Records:
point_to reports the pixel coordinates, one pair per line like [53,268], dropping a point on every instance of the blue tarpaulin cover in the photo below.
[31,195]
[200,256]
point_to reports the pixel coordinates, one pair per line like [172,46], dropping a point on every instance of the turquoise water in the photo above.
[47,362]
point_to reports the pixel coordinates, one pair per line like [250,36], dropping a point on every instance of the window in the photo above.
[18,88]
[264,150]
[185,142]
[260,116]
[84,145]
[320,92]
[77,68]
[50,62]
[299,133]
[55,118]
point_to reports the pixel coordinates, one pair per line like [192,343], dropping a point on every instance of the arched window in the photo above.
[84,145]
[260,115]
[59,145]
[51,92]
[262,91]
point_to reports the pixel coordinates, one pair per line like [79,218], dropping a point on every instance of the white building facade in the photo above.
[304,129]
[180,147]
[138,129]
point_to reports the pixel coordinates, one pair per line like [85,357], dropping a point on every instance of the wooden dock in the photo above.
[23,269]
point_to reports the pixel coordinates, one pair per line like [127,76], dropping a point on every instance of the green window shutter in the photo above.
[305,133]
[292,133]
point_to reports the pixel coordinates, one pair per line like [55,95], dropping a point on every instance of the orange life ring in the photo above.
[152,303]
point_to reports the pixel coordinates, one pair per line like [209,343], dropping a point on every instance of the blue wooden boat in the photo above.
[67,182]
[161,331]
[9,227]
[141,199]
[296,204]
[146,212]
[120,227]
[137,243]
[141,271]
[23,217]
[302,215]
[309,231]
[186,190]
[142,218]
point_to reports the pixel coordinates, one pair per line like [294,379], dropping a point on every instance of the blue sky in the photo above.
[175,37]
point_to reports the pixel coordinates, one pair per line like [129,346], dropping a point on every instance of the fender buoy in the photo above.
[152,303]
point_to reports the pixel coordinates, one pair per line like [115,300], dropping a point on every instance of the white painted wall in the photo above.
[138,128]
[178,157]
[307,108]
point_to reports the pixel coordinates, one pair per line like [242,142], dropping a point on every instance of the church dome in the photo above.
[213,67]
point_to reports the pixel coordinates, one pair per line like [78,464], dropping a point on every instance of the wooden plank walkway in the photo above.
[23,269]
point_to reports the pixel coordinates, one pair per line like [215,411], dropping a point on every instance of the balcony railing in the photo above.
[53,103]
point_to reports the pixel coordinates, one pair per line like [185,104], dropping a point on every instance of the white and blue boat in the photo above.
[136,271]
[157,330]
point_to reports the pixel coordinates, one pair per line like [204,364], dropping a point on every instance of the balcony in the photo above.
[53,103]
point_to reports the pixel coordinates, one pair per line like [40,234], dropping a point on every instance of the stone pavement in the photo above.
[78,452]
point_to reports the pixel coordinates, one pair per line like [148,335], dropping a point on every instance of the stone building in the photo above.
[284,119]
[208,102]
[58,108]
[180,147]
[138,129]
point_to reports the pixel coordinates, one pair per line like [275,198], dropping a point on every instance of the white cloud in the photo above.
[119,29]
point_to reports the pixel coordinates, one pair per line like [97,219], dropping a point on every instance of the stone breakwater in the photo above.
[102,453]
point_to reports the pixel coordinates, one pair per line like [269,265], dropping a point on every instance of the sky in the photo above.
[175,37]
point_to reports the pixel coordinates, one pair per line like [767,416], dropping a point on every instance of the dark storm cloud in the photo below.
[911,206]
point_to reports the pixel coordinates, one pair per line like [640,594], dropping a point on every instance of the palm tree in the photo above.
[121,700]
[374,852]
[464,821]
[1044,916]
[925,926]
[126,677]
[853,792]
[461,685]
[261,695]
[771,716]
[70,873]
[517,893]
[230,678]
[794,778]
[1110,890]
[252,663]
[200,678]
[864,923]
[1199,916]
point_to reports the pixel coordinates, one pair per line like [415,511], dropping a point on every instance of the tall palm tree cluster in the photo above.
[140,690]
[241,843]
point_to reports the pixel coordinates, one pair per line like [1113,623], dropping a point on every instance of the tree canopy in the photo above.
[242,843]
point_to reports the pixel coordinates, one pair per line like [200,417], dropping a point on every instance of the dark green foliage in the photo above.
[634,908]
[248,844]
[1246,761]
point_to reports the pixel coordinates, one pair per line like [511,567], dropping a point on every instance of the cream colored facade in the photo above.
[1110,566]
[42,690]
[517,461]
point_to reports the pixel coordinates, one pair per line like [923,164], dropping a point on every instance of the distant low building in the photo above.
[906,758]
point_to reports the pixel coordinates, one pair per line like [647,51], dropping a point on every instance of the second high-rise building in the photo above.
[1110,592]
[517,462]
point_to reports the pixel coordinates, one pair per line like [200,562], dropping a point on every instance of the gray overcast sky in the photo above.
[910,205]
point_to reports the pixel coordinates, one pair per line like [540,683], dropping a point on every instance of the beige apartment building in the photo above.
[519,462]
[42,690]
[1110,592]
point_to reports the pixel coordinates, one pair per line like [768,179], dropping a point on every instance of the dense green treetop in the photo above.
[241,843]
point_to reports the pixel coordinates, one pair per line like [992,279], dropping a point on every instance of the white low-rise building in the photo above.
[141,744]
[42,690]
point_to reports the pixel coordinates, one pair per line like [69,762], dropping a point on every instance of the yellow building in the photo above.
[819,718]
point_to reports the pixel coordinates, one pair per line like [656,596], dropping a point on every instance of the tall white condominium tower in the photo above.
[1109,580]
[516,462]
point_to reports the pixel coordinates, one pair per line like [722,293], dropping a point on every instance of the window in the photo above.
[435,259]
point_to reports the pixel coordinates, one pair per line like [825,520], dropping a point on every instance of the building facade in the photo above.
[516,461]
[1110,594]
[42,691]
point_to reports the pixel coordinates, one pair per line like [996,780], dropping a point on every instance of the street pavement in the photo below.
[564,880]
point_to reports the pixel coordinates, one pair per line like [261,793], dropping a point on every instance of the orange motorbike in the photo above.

__Instruction__. Return all of the entries word for word.

__The completed task__.
point_to reports the pixel coordinates, one pair per line like [53,268], dropping a point on every instance of the blue tarpaulin cover in the photo below.
[31,195]
[200,256]
point_to reports the pixel coordinates, one pair per line like [172,46], dropping a point on every instance of the turquoise water in the photo above.
[47,362]
point_to reports the pixel coordinates, one pair per line like [250,36], dropping a point on every instance of the window in the photo above.
[18,88]
[264,150]
[185,142]
[260,116]
[84,145]
[320,92]
[77,68]
[50,62]
[299,133]
[55,118]
point_to reports the pixel coordinates, one pair per line like [192,343], dropping a point on every instance of the arched window in the photo above.
[84,145]
[260,115]
[59,145]
[51,92]
[262,91]
point_to reports the pixel coordinates, one pair per line like [79,218], dropping a point on every instance of the white building facade in the photo above.
[304,129]
[180,147]
[138,129]
point_to reports the pixel coordinates, one pair per line like [85,357], dropping a point on every instance of the wooden dock in the photo above.
[23,269]
point_to reports the pixel coordinates, one pair per line like [127,76], dropping a point on every instance of the green window shutter in the photo above.
[305,133]
[292,133]
point_to reports the pixel coordinates, one pair per line like [55,95], dropping a point on every instance of the orange life ring in the photo above.
[152,303]
point_to reports the pixel coordinates, one pair per line like [209,343], dropping a point on every instance of the blue wooden boat in the photo above.
[67,182]
[161,331]
[9,227]
[141,199]
[296,204]
[146,212]
[120,227]
[137,243]
[141,271]
[23,217]
[302,215]
[309,231]
[186,190]
[142,218]
point_to reports the pixel coordinates, one pair per line like [294,379], dropping a point on every instance of the blue sky in the photo above.
[175,37]
point_to reports the pixel coordinates, one pair per line like [129,346], dropping a point on every instance of the fender buoy in the photo above.
[152,303]
point_to reports the pixel coordinates, one pair per line like [115,300], dropping a point on every instance of the white painted wall in the photo above.
[138,128]
[178,157]
[307,108]
point_to reports the pixel coordinates, one pair per line like [242,142], dropping a point on every instance of the church dome in the photo above.
[213,67]
point_to reports the pixel coordinates, one pair per line like [78,464], dropping a point on every instance of the wooden plank walkway in the photo above.
[23,269]
point_to reports the pixel coordinates, one pair per line like [215,411], dropping a point on every instance of the balcony railing in the photo above.
[53,103]
point_to reports the pixel coordinates, one pair per line like [185,104], dropping a point on every instance of the white and blue boat in the photo above.
[136,271]
[157,330]
point_to reports the pixel coordinates, one pair per line like [204,364], dropping a point on every instance of the balcony in the photo above.
[53,103]
point_to reports the pixel coordinates, one pair per line like [40,234], dropping a point on every instance of the stone pavement in the photo above.
[78,452]
point_to reports the pixel coordinates, one pair per line like [148,335], dropping a point on every instance of the stone building in the photo above.
[284,119]
[208,102]
[58,108]
[180,147]
[138,129]
point_to reports the pixel coordinates, one pair per line like [275,198], dropping a point on every instance of the white cloud in the photo above.
[119,29]
point_to reports the pixel coordinates, one pair per line like [97,219], dropping a point on every instance of the stone breakwater in the photo above.
[102,453]
point_to reports the pixel coordinates, one pair per line like [269,265], dropping a point on every instance of the sky in the photo above.
[175,37]
point_to reports the pixel coordinates, one pair per line like [767,416], dropping a point on every instance of the dark storm cloud in the photo below.
[911,206]
point_to reports the pixel coordinates, one pair per line like [640,594], dropping a point on every instance of the palm tree in the photo above.
[121,700]
[374,852]
[464,821]
[1044,916]
[925,926]
[126,677]
[853,792]
[461,685]
[261,695]
[771,716]
[70,873]
[517,893]
[230,678]
[794,778]
[1110,890]
[252,663]
[200,678]
[864,923]
[1199,916]
point_to reports the pixel coordinates, one pair per line like [415,511], dropping a point on every instance of the tall palm tree cluster in the photo above.
[140,690]
[241,843]
point_to reports the pixel coordinates, one pair per line like [1113,623], dropping a point on every instance of the tree canopy in the photo above.
[242,843]
point_to reports the pixel coordinates, one pair per line like [200,417], dropping a point on every instance of the dark green foliage in the photo above.
[634,908]
[248,844]
[1246,761]
point_to reports the pixel coordinates, one pair per line like [511,567], dropping a point on every instance of the cream colored facade in the photo above.
[1110,566]
[42,690]
[517,461]
point_to reports the pixel coordinates, one pair per line like [923,164], dropping a point on every instance of the distant low building in the photo above.
[906,758]
point_to reports the pixel coordinates, one pair per line like [647,51], dropping a point on every instance of the second high-rise building in the photo above.
[1110,592]
[517,462]
point_to reports the pixel coordinates, one pair per line like [200,562], dropping a point on every instance of the gray overcast sky in the photo above.
[910,205]
point_to reports the pixel coordinates, one pair per line like [540,683], dropping a point on every instance of the beige apartment building in the photo above.
[519,462]
[42,690]
[1110,592]
point_to reports the pixel coordinates, one pair per line like [768,179], dropping a point on every instance of the dense green treetop in the photo above.
[241,843]
point_to reports the pixel coordinates, one pair per line like [992,279], dropping a point on every instance of the white low-rise building in the photo above.
[141,744]
[42,690]
point_to reports the pixel coordinates, one pair per line like [69,762], dropping a point on every instance of the yellow building in the photo above.
[819,718]
point_to reports the pixel coordinates, one pair per line like [656,596], dropping a point on every instance of the tall white condominium tower in the photo above.
[1109,580]
[516,462]
point_to reports the pixel coordinates, one pair per line like [722,293], dropping a point on every instance of the window in the photo above.
[435,259]
point_to reports the pixel coordinates, one pair per line like [825,520], dropping a point on every instance of the building facade in the photo above.
[516,461]
[1110,594]
[42,691]
point_to reports the pixel coordinates, one pair per line like [996,780], dropping a point on every instance of the street pavement in the photo below.
[564,880]
point_to reports the pixel coordinates, one pair per line like [261,793], dropping a point on every instance of the orange motorbike in the photo above.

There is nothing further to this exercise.